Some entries
---*---

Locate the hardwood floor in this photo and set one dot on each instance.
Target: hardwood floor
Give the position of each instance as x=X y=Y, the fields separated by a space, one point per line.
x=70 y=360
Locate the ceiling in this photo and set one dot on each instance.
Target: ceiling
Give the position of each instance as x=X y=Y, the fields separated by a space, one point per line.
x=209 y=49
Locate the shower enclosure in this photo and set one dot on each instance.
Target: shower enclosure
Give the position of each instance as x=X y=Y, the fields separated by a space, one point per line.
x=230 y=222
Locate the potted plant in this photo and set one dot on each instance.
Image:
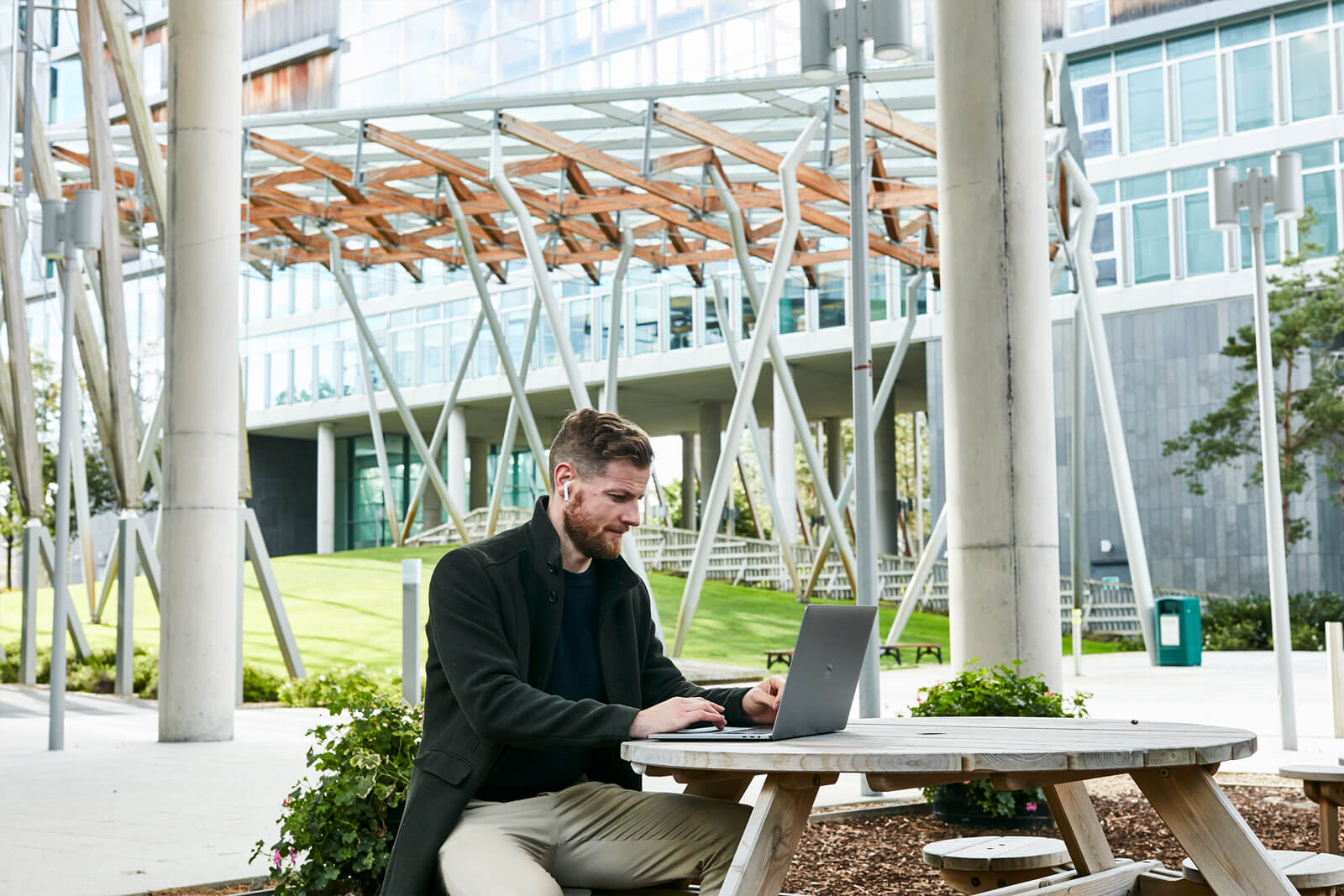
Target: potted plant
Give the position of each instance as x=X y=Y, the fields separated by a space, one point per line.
x=999 y=691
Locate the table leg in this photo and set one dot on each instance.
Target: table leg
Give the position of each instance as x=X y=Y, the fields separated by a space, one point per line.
x=1326 y=797
x=1079 y=828
x=772 y=835
x=1229 y=855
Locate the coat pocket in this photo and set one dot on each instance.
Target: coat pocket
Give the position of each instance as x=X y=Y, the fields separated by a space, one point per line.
x=445 y=766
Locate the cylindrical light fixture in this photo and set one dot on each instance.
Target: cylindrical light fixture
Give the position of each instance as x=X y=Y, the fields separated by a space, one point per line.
x=87 y=219
x=817 y=58
x=1288 y=186
x=1222 y=206
x=53 y=228
x=891 y=29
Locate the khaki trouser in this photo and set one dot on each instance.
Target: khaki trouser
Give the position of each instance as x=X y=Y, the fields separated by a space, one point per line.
x=591 y=835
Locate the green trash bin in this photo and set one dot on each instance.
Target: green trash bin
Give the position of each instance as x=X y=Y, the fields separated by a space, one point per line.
x=1179 y=631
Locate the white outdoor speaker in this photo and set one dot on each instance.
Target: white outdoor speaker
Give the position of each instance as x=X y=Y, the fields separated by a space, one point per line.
x=53 y=228
x=819 y=60
x=1288 y=186
x=891 y=29
x=1222 y=206
x=87 y=219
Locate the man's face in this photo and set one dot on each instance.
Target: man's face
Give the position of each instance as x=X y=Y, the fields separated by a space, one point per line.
x=604 y=506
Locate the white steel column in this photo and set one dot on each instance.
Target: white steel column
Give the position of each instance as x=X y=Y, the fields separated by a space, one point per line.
x=479 y=449
x=1112 y=426
x=885 y=483
x=711 y=439
x=689 y=515
x=1003 y=537
x=326 y=488
x=457 y=458
x=201 y=563
x=783 y=465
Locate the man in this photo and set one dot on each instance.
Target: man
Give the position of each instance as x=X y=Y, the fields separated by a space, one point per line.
x=542 y=660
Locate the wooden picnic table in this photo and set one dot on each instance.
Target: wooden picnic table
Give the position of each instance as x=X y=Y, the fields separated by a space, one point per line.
x=1173 y=763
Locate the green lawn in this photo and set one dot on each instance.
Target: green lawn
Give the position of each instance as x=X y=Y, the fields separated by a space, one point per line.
x=346 y=607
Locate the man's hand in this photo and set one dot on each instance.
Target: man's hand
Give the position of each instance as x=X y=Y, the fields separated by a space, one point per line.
x=675 y=715
x=763 y=703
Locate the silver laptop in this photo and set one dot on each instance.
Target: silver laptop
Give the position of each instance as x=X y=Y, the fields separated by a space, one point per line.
x=823 y=678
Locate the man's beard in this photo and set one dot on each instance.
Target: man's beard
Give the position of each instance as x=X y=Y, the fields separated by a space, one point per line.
x=588 y=533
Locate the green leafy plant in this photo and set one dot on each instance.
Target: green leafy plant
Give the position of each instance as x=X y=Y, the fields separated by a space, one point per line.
x=1245 y=624
x=1307 y=313
x=998 y=691
x=336 y=685
x=336 y=829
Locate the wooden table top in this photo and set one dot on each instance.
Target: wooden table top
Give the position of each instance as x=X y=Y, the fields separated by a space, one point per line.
x=948 y=745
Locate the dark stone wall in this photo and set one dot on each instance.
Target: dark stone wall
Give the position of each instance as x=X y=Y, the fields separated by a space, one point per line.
x=1168 y=372
x=286 y=492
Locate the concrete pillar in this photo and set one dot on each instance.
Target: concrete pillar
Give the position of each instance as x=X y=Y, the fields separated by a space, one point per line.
x=885 y=484
x=456 y=443
x=199 y=542
x=480 y=452
x=326 y=488
x=711 y=441
x=783 y=465
x=689 y=515
x=1003 y=531
x=835 y=454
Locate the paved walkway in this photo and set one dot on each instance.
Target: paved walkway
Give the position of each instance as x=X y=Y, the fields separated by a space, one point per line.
x=118 y=813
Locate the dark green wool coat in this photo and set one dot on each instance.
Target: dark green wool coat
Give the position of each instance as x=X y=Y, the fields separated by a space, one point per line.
x=494 y=620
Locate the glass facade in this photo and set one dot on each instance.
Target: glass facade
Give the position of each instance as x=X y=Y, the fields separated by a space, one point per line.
x=1233 y=78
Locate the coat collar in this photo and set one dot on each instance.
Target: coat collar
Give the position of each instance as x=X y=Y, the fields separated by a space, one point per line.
x=544 y=542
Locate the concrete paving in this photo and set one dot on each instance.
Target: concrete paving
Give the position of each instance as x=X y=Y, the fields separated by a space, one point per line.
x=118 y=813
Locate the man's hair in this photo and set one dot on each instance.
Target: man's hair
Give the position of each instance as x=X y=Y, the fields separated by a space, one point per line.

---*---

**Task to carry out**
Could you give the entries from their start through the line holding "x=1229 y=855", inclusive, as a Markdown table with the columns No. and Line, skipping blank lines and leaving out the pictures?

**Completed task**
| No. | Line |
|---|---|
| 1 | Locate the hardwood floor in this photo and set one dot on each instance. |
| 2 | Target: hardwood floor |
| 3 | Give the position of each instance as x=X y=Y, the fields separated by a space, one point per line. |
| 4 | x=70 y=360 |
| 5 | Locate the ceiling in this photo and set one dot on each instance. |
| 6 | Target: ceiling |
| 7 | Give the position of each instance as x=X y=Y, the fields separated by a space, one point per line. |
| 8 | x=209 y=49 |
| 9 | Locate the shower enclosure in this photo and set one dot on each instance. |
| 10 | Target: shower enclosure |
| 11 | Give the position of each instance as x=X y=Y, the fields separated by a space, one point per line. |
| 12 | x=230 y=222 |
| 13 | Locate the potted plant in this photo and set one dot on each instance. |
| 14 | Image: |
| 15 | Target: potted plant |
| 16 | Give the position of each instance as x=X y=Y, the fields separated by a space, one point per line. |
| 17 | x=999 y=691 |
| 18 | Locate the table leg in this photo and set one dot on each instance. |
| 19 | Target: table leg |
| 20 | Give the position of each instance as x=X y=Y, the fields separated by a space, one point per line. |
| 21 | x=1326 y=797 |
| 22 | x=1079 y=828 |
| 23 | x=772 y=835 |
| 24 | x=1229 y=855 |